When you are tasked with crafting an argumentative essay, it is likely that you will be expected to craft your argument based upon a given number of sources–all of which should support your topic in some way. Your instructor might provide these sources for you, ask you to locate these sources, or provide you with some sources and ask you to find others. Whether or not you are asked to do additional research, an argumentative essay should contain the following basic components.
Claim: What Do You Want the Reader to Believe?
In an argument paper, the thesis is often called a claim. This claim is a statement in which you take a stand on a debatable issue. A strong, debatable claim has at least one valid counterargument, an opposite or alternative point of view that is as sensible as the position that you take in your claim. In your thesis statement, you should clearly and specifically state the position you will convince your audience to adopt. One way to accomplish this is via either a closed or open thesis statement.
A closed thesis statement includes sub-claims or reasons why you choose to support your claim.
The city of Houston has displayed a commitment to attracting new residents by making improvements to its walkability, city centers, and green spaces.

* * * *

**PROMPT A:** Return the entries below without any change, from their first line up to and including the line that contains "[(79, 154)]".

* * * *

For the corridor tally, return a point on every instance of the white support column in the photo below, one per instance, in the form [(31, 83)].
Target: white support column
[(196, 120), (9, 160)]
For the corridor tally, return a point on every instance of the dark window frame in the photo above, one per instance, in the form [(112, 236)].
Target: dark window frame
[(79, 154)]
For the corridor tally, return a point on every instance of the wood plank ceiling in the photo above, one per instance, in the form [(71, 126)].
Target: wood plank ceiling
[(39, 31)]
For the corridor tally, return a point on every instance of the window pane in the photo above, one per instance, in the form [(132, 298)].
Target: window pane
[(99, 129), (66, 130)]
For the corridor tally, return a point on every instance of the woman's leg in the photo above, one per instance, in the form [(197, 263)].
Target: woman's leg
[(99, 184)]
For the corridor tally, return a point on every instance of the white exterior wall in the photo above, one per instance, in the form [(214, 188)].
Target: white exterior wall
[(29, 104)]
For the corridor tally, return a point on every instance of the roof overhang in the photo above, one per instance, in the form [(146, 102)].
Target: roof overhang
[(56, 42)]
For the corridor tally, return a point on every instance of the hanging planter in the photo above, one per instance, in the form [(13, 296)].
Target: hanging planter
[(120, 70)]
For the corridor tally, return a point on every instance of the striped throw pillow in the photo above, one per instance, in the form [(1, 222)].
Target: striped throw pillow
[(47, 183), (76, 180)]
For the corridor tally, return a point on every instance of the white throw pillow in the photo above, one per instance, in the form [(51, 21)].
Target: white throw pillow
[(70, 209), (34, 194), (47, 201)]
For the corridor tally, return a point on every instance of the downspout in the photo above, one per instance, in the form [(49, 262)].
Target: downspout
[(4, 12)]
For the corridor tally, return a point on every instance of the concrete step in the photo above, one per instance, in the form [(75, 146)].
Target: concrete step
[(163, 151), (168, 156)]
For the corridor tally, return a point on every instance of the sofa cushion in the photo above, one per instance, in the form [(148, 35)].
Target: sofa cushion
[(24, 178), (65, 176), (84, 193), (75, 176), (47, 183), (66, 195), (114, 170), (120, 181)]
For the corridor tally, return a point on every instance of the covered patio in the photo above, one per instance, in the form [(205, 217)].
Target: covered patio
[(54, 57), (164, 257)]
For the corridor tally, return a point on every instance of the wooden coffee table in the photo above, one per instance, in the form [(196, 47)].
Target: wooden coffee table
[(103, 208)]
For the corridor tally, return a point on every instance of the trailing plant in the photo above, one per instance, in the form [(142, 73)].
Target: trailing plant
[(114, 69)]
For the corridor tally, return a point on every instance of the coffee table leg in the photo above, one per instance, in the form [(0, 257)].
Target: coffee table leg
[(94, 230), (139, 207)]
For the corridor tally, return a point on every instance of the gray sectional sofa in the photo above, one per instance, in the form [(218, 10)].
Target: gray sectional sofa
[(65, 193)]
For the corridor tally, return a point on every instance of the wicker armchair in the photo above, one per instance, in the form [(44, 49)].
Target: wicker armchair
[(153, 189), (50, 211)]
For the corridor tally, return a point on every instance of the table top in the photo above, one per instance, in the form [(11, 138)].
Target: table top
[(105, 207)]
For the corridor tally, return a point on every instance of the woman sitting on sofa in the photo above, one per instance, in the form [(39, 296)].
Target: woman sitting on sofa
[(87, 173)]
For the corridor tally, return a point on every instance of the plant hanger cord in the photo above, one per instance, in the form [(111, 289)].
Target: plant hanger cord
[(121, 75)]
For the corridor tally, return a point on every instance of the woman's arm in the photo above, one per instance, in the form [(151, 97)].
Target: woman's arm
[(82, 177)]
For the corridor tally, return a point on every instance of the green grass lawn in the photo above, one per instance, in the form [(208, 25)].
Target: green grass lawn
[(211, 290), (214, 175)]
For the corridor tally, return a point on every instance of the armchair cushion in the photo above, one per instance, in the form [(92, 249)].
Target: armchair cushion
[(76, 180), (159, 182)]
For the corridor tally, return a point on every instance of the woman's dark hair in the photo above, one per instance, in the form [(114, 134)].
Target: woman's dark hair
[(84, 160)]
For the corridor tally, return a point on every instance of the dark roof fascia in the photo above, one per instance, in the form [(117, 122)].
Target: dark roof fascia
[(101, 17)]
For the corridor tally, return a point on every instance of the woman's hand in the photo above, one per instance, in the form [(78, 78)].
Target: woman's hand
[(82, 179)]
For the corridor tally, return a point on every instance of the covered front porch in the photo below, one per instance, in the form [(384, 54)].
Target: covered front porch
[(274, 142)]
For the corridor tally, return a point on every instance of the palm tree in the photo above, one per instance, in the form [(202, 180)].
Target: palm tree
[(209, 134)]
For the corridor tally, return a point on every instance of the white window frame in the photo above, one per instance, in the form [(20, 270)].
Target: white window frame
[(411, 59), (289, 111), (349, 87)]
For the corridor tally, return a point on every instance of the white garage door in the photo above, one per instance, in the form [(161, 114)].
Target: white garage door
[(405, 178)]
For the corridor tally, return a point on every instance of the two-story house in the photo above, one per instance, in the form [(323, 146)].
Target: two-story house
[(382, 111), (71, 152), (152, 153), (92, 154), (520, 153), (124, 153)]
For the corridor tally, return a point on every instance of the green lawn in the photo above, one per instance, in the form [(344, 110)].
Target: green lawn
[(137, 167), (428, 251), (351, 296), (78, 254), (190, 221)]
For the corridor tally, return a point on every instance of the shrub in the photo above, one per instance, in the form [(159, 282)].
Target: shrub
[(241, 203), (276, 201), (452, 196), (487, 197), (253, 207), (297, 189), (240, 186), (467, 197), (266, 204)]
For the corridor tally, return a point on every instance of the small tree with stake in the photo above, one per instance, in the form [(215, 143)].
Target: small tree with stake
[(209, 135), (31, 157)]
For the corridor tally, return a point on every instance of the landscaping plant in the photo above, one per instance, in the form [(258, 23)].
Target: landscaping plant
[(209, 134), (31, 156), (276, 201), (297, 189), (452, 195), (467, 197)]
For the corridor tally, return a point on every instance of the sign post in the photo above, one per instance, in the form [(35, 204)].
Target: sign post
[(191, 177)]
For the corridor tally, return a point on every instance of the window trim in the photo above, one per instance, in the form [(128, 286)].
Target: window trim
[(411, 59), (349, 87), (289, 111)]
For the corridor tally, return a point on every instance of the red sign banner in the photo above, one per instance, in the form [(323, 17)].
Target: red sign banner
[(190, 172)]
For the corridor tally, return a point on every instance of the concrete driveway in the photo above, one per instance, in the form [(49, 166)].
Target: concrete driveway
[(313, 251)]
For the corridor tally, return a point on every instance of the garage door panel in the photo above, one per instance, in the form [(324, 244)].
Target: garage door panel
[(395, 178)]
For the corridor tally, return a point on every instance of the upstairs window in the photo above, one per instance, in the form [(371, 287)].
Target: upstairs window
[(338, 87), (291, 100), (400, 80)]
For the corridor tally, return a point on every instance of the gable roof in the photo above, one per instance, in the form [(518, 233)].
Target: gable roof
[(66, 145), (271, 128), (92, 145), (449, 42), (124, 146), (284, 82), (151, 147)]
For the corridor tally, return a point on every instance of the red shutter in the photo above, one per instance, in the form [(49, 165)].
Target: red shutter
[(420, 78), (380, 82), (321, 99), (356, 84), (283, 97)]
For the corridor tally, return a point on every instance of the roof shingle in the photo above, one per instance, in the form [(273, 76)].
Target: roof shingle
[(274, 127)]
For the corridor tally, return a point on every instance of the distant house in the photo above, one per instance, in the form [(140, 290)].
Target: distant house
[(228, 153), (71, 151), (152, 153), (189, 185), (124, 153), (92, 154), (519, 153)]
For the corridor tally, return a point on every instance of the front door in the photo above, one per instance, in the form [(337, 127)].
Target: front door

* * * *

**PROMPT B:** Retype the passage on argumentative essays word for word, from "A closed thesis" up to and including "and green spaces.".

**COMPLETE RESPONSE A:**
For the corridor tally, return a point on every instance of the white support column in the photo below, one per instance, in the form [(31, 83)].
Target: white support column
[(196, 120), (9, 160)]
For the corridor tally, return a point on every instance of the dark window frame in the photo above, one per instance, in the form [(112, 236)].
Target: dark window frame
[(79, 154)]

**COMPLETE RESPONSE B:**
A closed thesis statement includes sub-claims or reasons why you choose to support your claim.
The city of Houston has displayed a commitment to attracting new residents by making improvements to its walkability, city centers, and green spaces.